— Begin Page excerpt —

# Da polishers ? Any gooduns in shops?



## manikm (Feb 17, 2014)

I Fancy getting a da polisher this weekend to give my tt a treat. Anyone know of any gooduns from argos or Halfords somewhere easy to pickup etc.

Cheers

Sent from my SM-G900F using Tapatalk


----------



## gtime (Mar 19, 2016)

Halfords actually now sell the meguiers one, seems to be a good start and I'm sure Argos do a cheap challenger one.


----------



## gtime (Mar 19, 2016)

But just seen the halfords price! Very high!
http://www.halfords.com/webapp/wcs/stor ... reId=10001
Doesn't help you get one over the weekend but I got this a few years ago and for the price it's been great!
http://www.cleanyourcar.co.uk/polishing ... d_721.html


----------



## gtime (Mar 19, 2016)

Doesn't look bad for money but I'm no expert!
http://www.argos.co.uk/m/static/Product ... 645777.htm


----------



## SlammedTTS (May 28, 2015)

I second the DAS6 from CYC - I bought this last weekend.

http://www.cleanyourcar.co.uk/polishing ... d_721.html

Just set up an alert when it's back in stock.


----------



## manikm (Feb 17, 2014)

Thanks guys Halfords do the das6 pro for 120 which don't seem bad

Sent from my SM-G900F using Tapatalk


----------



## arpuc (Jun 14, 2014)

http://www.clasohlson.com/uk/Cocraft-HP ... er/18-3597
£60. Bargain, I have one at it's well worth the money


----------



## JBell93 (Aug 25, 2013)

arpuc said:


> http://www.clasohlson.com/uk/Cocraft-HPV-720-Angle-Polisher/18-3597
> £60. Bargain, I have one at it's well worth the money


That really is a bargain, shame its out of stock!


----------



## Pentaxian (Mar 28, 2014)

https://www.shopnshine.co.uk/das6-pro-p ... w-polisher
Try this one - 6mtr flex + a 5 & 6 inch plate.also bought a 2.5 inch plate plus numerous pads. Only used it once so far but very good and easy to handle


----------



## Von Twinzig (Feb 10, 2014)

— End Page excerpt —
— Begin Material shown —

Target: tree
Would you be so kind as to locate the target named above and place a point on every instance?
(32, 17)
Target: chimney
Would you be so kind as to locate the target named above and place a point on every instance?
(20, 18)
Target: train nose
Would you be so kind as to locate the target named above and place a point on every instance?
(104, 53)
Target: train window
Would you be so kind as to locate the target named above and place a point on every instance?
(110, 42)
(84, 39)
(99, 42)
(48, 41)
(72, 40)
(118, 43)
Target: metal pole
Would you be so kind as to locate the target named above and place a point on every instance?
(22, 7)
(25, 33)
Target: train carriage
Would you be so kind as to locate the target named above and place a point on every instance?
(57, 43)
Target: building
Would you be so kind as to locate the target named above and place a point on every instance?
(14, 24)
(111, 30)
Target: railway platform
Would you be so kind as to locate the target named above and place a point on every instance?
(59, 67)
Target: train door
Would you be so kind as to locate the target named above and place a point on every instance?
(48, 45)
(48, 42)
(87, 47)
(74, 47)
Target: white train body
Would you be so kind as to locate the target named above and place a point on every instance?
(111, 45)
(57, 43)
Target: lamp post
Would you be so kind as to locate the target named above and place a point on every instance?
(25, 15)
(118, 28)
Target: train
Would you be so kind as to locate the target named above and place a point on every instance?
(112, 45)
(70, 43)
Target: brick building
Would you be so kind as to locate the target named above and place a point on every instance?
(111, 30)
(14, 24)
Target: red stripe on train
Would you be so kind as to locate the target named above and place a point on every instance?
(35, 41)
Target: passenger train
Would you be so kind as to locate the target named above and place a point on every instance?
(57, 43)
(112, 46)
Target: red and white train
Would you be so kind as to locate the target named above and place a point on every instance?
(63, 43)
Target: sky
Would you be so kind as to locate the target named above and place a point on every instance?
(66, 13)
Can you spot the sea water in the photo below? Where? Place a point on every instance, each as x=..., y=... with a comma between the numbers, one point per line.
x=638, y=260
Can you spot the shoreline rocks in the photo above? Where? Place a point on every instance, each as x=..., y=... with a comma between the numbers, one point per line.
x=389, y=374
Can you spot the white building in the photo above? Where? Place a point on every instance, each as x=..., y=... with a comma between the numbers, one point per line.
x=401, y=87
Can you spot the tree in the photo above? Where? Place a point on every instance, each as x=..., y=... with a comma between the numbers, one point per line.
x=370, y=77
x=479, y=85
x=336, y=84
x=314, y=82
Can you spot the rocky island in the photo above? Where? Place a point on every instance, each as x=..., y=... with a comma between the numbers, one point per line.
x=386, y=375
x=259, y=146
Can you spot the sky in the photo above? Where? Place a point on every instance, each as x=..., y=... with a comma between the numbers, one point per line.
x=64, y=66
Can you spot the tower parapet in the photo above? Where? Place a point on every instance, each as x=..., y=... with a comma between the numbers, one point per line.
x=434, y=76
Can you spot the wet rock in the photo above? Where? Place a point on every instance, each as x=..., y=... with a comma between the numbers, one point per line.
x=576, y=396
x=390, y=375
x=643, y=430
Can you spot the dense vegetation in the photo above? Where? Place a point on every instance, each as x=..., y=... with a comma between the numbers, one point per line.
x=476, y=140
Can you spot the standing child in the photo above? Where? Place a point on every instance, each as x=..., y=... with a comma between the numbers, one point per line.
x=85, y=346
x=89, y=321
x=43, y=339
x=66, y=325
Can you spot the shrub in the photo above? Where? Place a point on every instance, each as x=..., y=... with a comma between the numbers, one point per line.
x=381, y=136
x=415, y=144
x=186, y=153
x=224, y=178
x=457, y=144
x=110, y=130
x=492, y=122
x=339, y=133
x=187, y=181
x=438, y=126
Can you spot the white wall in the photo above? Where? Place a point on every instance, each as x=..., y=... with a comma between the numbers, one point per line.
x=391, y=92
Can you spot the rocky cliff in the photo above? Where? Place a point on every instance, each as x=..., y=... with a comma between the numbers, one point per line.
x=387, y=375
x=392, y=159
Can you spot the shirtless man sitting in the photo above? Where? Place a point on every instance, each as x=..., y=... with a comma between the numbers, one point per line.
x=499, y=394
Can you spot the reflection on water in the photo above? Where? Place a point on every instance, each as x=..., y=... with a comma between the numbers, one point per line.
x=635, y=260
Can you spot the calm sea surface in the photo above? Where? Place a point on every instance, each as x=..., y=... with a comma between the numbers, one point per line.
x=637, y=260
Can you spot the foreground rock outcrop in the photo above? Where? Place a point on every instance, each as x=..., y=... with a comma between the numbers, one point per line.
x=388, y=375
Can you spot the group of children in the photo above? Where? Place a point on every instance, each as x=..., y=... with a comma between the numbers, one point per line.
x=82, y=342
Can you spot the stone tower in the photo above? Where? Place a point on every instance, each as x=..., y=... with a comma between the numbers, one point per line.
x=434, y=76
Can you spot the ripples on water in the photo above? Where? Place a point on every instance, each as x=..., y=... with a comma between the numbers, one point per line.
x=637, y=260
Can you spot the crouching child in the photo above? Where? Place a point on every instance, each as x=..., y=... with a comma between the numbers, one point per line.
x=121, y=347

— End Material shown —
— Begin Material shown —

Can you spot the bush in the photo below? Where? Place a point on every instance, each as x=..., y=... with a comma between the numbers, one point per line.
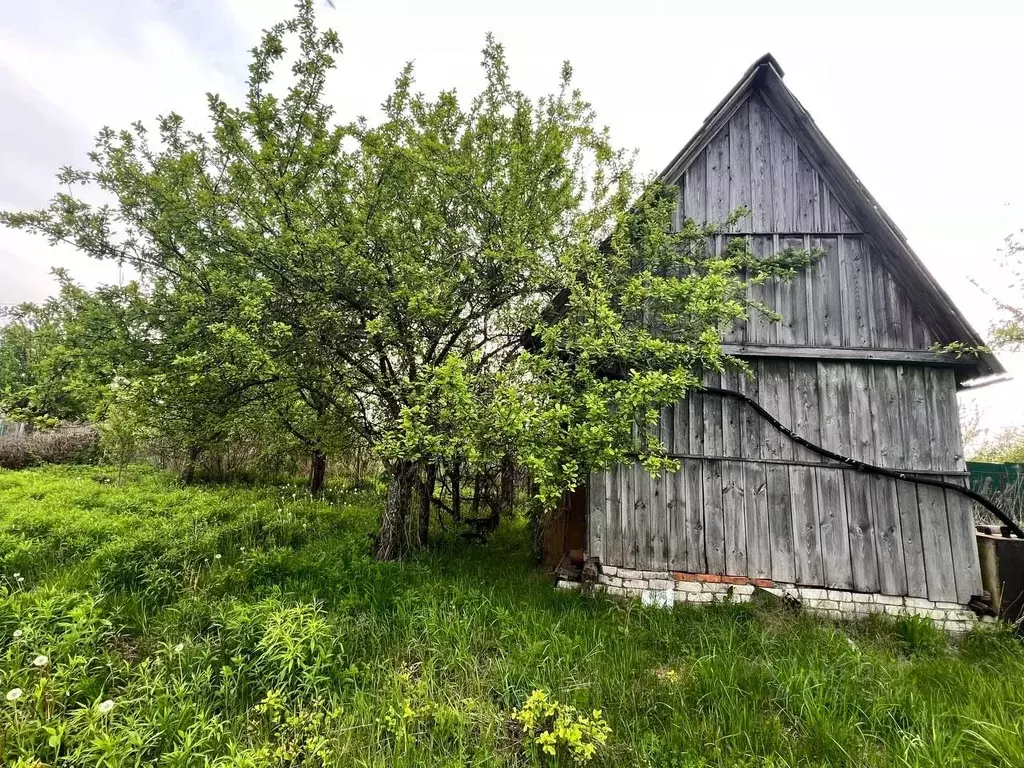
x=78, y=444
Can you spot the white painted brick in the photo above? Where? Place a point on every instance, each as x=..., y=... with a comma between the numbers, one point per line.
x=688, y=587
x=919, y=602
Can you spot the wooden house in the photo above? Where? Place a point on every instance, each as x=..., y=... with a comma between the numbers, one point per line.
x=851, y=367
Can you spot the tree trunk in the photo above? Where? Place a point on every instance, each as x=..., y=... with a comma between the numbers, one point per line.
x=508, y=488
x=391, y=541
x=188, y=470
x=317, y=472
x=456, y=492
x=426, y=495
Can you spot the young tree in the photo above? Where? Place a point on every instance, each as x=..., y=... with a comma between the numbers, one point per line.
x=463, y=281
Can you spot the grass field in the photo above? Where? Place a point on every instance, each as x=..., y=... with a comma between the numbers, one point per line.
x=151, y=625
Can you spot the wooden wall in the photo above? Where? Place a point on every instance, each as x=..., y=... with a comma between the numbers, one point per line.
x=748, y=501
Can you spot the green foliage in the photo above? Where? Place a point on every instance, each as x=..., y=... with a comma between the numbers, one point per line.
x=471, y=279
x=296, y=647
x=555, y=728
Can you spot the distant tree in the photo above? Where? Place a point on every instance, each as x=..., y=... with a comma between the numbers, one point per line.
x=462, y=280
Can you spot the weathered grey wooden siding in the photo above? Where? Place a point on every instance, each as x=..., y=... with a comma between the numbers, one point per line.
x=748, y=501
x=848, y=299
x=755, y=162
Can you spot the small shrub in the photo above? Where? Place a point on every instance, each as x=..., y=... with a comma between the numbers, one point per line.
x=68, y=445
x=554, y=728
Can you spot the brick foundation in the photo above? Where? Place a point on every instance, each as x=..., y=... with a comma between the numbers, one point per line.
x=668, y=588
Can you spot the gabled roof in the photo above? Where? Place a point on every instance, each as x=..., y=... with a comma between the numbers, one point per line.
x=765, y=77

— End Material shown —

Written request
In the forum thread on DA polishers, why does Pentaxian recommend the DAS6 Pro from Shop N Shine? Please answer in one to three sentences.

Written answer
It comes with a 6-meter flex and both a 5-inch and a 6-inch plate. Pentaxian has used it only once so far but found it very good and easy to handle.